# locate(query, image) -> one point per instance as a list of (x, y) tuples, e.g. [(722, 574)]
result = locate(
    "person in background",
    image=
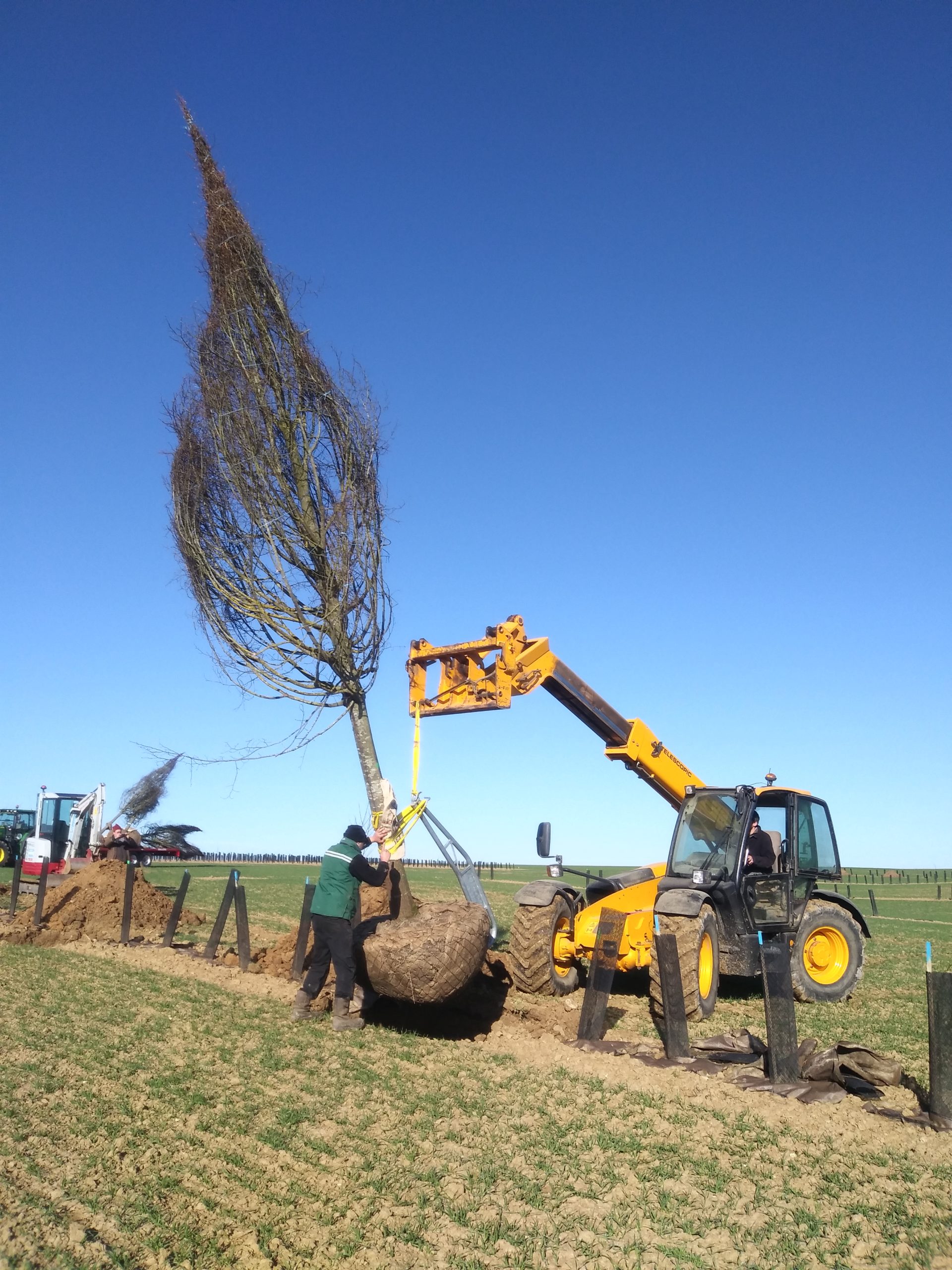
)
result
[(333, 907)]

-----

• _TASK STATEMENT_:
Extract the entries in full, exactly as they are, minus the pictures.

• _SOLUTION FOR THIS PROBLEM_:
# locate(query, image) -> one point per instance as a list of (x, y) tuples, e.g. [(722, 574)]
result = locate(
    "person in background",
    image=
)
result
[(333, 907)]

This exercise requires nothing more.